> **What to work on**
Put the lines starting at the one containing "request: segment every instance of the parked" and ending at the one containing "[[[247,54],[239,54],[232,58],[232,63],[249,63],[250,61]]]" into a JSON list of strings, one string per line and blank lines omitted.

> **Provided information**
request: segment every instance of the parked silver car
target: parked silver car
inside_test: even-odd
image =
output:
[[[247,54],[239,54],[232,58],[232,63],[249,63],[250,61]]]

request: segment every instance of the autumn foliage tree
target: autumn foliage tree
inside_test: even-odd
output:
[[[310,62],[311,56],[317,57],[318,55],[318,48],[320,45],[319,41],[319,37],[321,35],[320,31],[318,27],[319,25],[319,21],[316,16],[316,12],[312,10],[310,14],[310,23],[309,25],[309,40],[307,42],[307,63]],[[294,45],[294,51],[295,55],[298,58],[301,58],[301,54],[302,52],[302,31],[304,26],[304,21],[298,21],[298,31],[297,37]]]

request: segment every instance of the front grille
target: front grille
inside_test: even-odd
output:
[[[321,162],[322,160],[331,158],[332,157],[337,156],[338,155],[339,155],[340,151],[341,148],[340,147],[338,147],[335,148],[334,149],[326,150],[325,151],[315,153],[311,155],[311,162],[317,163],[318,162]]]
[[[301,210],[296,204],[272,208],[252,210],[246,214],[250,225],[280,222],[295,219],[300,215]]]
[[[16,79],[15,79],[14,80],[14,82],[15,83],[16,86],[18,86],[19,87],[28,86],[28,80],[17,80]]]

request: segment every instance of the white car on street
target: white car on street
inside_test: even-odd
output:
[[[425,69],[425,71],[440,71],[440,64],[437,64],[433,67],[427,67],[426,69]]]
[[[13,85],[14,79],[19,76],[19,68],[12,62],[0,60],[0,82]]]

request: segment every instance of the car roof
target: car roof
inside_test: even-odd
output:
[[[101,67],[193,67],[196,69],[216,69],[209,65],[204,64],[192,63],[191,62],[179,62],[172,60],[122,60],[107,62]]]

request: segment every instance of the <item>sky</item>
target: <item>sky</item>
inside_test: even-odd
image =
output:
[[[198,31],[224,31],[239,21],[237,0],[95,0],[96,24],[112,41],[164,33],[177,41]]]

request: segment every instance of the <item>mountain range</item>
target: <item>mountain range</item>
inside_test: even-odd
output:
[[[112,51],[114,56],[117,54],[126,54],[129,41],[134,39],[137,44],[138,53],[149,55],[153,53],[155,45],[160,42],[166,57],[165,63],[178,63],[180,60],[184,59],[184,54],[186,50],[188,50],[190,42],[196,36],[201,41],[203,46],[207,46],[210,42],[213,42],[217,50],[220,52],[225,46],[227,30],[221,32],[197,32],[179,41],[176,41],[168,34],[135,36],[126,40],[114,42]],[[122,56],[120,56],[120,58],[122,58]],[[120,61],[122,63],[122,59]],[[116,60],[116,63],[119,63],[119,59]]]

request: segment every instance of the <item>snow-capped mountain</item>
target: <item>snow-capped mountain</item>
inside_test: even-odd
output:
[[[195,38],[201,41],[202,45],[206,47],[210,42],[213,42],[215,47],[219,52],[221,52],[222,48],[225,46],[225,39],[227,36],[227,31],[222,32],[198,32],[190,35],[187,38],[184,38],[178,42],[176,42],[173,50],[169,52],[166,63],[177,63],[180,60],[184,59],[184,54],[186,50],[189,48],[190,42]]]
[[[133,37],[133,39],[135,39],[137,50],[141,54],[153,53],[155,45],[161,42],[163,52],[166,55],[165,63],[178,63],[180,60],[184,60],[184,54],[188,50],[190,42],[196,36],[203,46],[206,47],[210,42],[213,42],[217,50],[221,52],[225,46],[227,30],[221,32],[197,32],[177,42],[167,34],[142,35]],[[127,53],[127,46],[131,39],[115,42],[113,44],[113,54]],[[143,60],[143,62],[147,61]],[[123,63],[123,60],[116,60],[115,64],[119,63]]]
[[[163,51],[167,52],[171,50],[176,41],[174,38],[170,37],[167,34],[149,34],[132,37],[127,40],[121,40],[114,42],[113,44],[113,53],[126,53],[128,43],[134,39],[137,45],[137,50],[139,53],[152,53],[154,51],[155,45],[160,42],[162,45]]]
--
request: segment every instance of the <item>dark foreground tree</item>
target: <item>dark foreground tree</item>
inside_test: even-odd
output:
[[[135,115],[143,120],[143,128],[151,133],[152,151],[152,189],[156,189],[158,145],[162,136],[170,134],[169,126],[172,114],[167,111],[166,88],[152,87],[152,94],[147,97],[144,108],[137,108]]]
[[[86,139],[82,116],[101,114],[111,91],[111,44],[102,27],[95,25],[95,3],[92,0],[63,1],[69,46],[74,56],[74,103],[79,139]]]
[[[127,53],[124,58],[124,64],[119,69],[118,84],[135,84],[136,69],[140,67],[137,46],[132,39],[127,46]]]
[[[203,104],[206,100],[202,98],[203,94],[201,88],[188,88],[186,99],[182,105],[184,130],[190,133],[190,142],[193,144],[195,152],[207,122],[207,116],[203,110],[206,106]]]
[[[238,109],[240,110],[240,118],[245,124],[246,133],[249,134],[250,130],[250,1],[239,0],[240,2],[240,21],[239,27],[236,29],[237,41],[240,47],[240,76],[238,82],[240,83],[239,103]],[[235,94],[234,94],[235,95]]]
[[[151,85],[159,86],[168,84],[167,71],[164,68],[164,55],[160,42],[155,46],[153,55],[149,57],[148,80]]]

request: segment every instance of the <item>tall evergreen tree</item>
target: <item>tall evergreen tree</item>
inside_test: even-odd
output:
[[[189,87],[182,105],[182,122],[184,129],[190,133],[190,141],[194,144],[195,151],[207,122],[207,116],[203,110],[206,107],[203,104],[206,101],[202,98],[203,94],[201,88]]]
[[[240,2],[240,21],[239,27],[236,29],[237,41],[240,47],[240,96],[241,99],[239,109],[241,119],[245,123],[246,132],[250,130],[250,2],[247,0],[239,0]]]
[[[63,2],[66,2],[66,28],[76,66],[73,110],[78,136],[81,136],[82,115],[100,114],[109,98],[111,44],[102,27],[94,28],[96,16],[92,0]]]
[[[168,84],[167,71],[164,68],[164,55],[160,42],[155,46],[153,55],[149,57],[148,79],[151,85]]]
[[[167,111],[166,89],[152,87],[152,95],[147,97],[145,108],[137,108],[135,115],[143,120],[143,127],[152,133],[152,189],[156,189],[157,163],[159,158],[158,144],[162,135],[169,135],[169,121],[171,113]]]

> **Output for this exercise**
[
  "request: segment every instance of the parked silver car",
  "target: parked silver car",
  "inside_test: even-odd",
  "image =",
  "output:",
  "[[[247,54],[239,54],[232,58],[232,63],[249,63],[250,61]]]"
]